GIVEN RECORDS:

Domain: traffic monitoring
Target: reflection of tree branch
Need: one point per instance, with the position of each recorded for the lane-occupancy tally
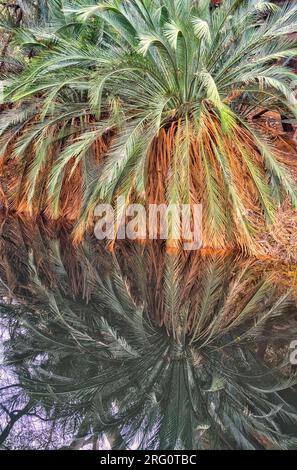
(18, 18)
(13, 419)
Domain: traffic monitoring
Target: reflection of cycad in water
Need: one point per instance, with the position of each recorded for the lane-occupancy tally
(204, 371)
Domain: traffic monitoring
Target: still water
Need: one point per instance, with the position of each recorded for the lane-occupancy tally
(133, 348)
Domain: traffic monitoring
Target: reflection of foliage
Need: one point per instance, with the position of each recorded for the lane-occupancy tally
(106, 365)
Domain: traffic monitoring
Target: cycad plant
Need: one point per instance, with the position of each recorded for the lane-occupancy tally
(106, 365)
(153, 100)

==

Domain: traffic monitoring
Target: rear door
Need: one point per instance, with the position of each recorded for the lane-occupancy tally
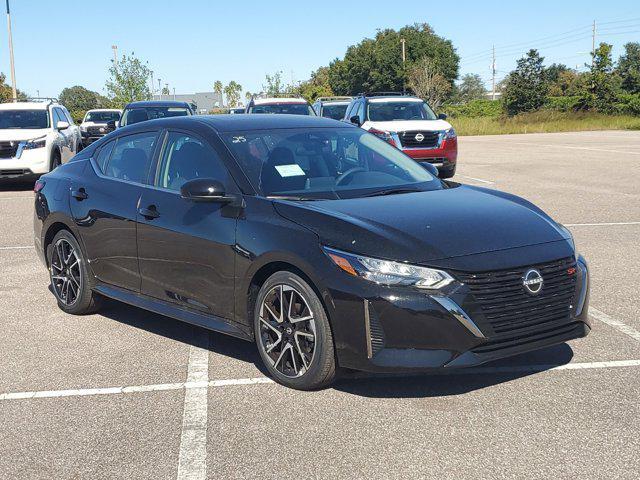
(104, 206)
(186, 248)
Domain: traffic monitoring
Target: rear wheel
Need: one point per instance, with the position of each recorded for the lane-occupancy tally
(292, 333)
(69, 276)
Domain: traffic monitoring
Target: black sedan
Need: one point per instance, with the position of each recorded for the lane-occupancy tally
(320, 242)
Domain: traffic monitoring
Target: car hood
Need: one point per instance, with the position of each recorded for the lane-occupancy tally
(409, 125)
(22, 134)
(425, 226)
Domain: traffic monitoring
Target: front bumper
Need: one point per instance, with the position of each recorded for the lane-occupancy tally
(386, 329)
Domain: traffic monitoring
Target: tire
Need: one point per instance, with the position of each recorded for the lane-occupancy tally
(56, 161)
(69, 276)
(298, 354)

TASK DESCRIPTION: An exact transcription is needed of the lines from the one with "Target: reflection of tree branch" to the one with "Target: reflection of foliage" above, both ends included, with pictures left out.

EXERCISE RESULT:
Target: reflection of tree branch
Need: one point per instance, with the position of each recorded for the lane-occupancy tally
(18, 18)
(13, 419)
Domain: traffic monitoring
Target: reflection of cycad in water
Need: one point per instance, with the position of each recorded for the lane-occupancy tally
(204, 371)
Domain: traffic monitoring
Target: still water
Need: one point per instance, with the position of each recorded for the lane-occupancy tally
(133, 348)
Domain: traffic monitoring
Target: reflection of foliage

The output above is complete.